Direction -> Lay out every line of the records below as a numbered list, leaving out any blank lines.

Source material ->
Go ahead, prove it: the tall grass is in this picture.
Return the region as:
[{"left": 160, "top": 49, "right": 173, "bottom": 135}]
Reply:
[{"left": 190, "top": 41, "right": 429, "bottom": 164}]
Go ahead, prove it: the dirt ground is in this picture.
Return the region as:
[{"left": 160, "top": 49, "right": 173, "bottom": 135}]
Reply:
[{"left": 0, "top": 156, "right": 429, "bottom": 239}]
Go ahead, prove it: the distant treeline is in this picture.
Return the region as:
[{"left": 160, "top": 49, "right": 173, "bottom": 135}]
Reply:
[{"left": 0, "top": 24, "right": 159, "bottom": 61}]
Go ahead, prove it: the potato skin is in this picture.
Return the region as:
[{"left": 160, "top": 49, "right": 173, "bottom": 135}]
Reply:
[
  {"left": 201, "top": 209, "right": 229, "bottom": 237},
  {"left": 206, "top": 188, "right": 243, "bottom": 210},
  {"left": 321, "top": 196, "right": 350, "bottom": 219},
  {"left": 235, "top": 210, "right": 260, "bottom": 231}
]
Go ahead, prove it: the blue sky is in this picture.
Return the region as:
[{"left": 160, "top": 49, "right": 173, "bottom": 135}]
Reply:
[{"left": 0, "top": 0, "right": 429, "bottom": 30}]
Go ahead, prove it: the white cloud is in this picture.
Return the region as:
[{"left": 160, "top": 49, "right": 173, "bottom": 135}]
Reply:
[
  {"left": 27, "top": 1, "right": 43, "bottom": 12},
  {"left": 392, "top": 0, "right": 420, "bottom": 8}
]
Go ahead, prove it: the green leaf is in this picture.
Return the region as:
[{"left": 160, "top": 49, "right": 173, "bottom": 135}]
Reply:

The solution ->
1. Go ahead, prove it: the tall grass is in this picture.
2. Return the region as:
3. [{"left": 160, "top": 49, "right": 173, "bottom": 135}]
4. Reply:
5. [{"left": 190, "top": 41, "right": 429, "bottom": 164}]
6. Go ahead, prove it: the dirt ground is in this picture.
7. Return the region as:
8. [{"left": 160, "top": 49, "right": 173, "bottom": 135}]
9. Reply:
10. [{"left": 0, "top": 156, "right": 429, "bottom": 239}]
11. Go ahead, prove it: the distant treeline is in this picture.
12. Return the region as:
13. [{"left": 160, "top": 49, "right": 173, "bottom": 135}]
14. Reply:
15. [{"left": 0, "top": 24, "right": 159, "bottom": 61}]
16. Go ahead, prove it: the potato skin is in this picture.
17. Return the region as:
18. [{"left": 160, "top": 49, "right": 173, "bottom": 135}]
19. Reply:
20. [
21.   {"left": 201, "top": 209, "right": 229, "bottom": 237},
22.   {"left": 206, "top": 188, "right": 243, "bottom": 210},
23.   {"left": 321, "top": 196, "right": 350, "bottom": 219},
24.   {"left": 235, "top": 210, "right": 260, "bottom": 231}
25. ]
26. Go ahead, prove it: the blue sky is in this picture.
27. Return the region as:
28. [{"left": 160, "top": 49, "right": 173, "bottom": 135}]
29. Reply:
30. [{"left": 0, "top": 0, "right": 429, "bottom": 30}]
31. Go ahead, prove it: the white cloud is in this picture.
32. Return the region as:
33. [{"left": 160, "top": 49, "right": 173, "bottom": 135}]
34. Reply:
35. [
36.   {"left": 27, "top": 1, "right": 43, "bottom": 12},
37.   {"left": 392, "top": 0, "right": 420, "bottom": 8}
38. ]
39. Go ahead, prove it: the green leaf is in this picture.
40. Return the region as:
41. [{"left": 160, "top": 49, "right": 173, "bottom": 135}]
42. Reply:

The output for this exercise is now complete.